Source document:
On one occasion, at the end of the morning, when the sellers had started giving away stuff for free, Liv stumbled upon something special.

Stacked in a cardboard box, was a vast collection of vintage theatre programmes, all in pristine condition, belonging to a woman named Beryl.

The programmes had beautiful front covers, hand-drawn and photocopied onto coloured paper. They spanned around 50 years, dating back to the 1930s, and were all from south London theatres.

She added: “It just really sparked something inside of me. It reminded me of things we would do as kids: writing things, photocopying things, trying to make magazines.”

Liv and Daisy set up in a coffee shop to delve into the box.

Inside, they found a letter addressed to Beryl from a cast member of one of the productions, thanking her for being their line prompt.

One production that kept popping up was a play called Salad Days.

Intrigued, Liv looked up what it meant. A Shakespearean idiom, Salad Days refers to “a period of carefree innocence, idealism, and pleasure associated with youth”.

Information given:
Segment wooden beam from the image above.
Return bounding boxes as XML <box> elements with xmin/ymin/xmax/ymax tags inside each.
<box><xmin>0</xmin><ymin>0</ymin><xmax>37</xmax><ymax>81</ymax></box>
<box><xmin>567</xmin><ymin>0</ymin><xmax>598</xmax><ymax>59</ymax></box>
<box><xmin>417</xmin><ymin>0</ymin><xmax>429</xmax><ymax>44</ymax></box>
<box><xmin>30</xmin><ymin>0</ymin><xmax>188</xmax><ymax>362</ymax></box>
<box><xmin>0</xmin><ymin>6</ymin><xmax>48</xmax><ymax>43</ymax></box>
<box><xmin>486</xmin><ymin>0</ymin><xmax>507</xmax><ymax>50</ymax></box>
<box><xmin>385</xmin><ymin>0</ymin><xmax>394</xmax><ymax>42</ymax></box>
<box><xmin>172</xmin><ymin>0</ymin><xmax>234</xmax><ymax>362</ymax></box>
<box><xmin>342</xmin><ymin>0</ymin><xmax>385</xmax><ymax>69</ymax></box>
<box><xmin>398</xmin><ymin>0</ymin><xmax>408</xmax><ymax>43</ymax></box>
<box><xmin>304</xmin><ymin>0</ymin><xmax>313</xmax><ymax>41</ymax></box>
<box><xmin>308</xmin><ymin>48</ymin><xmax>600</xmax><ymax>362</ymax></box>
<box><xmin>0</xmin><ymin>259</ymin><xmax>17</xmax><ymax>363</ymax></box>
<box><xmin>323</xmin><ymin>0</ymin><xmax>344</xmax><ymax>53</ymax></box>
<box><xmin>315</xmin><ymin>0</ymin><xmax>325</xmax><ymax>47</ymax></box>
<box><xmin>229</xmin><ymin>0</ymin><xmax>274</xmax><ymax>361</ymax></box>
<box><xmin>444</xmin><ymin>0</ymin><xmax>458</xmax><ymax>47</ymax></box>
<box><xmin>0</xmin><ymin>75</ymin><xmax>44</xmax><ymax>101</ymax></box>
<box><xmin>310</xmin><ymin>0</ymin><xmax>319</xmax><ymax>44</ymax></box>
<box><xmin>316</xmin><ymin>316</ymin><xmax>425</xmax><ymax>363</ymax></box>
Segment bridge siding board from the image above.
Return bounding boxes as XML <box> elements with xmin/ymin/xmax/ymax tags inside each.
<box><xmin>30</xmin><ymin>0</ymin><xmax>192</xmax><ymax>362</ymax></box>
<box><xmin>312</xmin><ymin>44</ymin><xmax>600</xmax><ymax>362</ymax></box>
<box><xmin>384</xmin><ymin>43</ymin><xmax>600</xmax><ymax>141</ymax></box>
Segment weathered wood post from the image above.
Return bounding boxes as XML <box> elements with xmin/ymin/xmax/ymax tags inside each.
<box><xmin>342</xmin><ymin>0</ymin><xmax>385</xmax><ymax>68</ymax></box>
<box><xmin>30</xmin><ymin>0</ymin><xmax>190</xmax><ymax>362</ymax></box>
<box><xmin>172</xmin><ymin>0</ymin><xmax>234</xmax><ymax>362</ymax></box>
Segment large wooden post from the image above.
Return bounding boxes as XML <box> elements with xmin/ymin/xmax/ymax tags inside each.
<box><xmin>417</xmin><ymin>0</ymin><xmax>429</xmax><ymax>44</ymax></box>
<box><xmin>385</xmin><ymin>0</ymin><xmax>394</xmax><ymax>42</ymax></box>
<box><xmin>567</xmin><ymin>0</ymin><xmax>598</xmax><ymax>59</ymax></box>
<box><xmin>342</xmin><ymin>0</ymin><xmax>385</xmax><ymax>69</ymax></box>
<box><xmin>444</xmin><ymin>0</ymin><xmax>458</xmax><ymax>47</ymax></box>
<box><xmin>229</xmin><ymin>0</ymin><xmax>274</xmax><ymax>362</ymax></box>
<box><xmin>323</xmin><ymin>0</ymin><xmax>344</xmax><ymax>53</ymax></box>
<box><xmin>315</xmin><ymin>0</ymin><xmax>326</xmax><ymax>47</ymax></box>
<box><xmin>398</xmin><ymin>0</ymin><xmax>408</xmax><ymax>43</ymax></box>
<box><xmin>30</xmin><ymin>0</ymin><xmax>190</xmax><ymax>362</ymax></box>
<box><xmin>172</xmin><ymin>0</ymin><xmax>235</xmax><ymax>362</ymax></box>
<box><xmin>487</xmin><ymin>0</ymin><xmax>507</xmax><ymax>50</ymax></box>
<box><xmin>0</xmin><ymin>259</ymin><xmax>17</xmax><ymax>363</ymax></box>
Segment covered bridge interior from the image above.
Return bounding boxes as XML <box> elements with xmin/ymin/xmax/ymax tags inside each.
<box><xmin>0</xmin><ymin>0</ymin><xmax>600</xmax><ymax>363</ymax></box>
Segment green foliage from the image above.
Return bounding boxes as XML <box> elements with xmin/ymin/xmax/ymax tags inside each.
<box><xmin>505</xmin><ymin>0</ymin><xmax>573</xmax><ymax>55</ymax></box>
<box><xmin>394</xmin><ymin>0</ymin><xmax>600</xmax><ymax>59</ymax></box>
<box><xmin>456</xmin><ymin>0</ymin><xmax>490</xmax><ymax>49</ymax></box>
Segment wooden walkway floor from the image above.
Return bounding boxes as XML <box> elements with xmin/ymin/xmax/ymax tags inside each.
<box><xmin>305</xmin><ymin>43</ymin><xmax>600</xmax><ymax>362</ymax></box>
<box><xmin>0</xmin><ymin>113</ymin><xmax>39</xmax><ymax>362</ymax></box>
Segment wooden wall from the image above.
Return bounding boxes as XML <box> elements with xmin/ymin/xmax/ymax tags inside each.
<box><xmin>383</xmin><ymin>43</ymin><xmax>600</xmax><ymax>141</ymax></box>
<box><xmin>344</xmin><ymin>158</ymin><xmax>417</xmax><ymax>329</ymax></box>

Required work:
• a. In the passage about the vintage theatre programmes, list the childhood activities the programmes brought back to mind.
• b. According to the passage about the theatre programmes, what did the cast member's letter thank Beryl for?
• c. Carry on the passage about the theatre programmes, starting after its final sentence.

Outputs for the tasks:
• a. Writing things, photocopying things, and trying to make magazines.

• b. It thanked her for being their line prompt.

• c.
Liv said: “It basically described what I felt like was the time of my life that I was in. I was young and I was naïve, and I didn’t really know what I was doing, but I was just trying to make something work and just have a go.”

Liv holds up a framed vintage theatre booklet from Beryl's collection for a production of Salad Days.
PRIDE OF PLACE: One of Beryl’s Salad Days programmes Liv has framed

So, the sisters carried on with the market and Liv took it on as her full-time job.

Eventually, as it expanded into other events like swap shops and community meetups around London, what was known as the South London Makers Market needed a new name.

Salad Days stuck.

A global pandemic

Daisy and Liv had fully booked events for the next three months when they found themselves in lockdown.

Many of the businesses they had booked had little to no online presence, and were financially relying on the market.

With a lot of hard work, many daily walks, and a fair amount of tears later, Daisy, still in a full-time job, and Liv took the business fully online.

They hosted markets using Instagram pages like store fronts, helping the businesses create an online presence.

Throughout the pandemic, the sisters hosted around 30 online markets.

It was a pivotal point for Salad Days and their “shop small, spread joy” message.

From local library to fourth Selfridges pop-up

Running until tomorrow, Sunday 5th November, Salad Days is popping up in one of London’s most iconic stores. 

Liv and Daisy pose in front of a Selfridges & Co plaque outside the shopfront.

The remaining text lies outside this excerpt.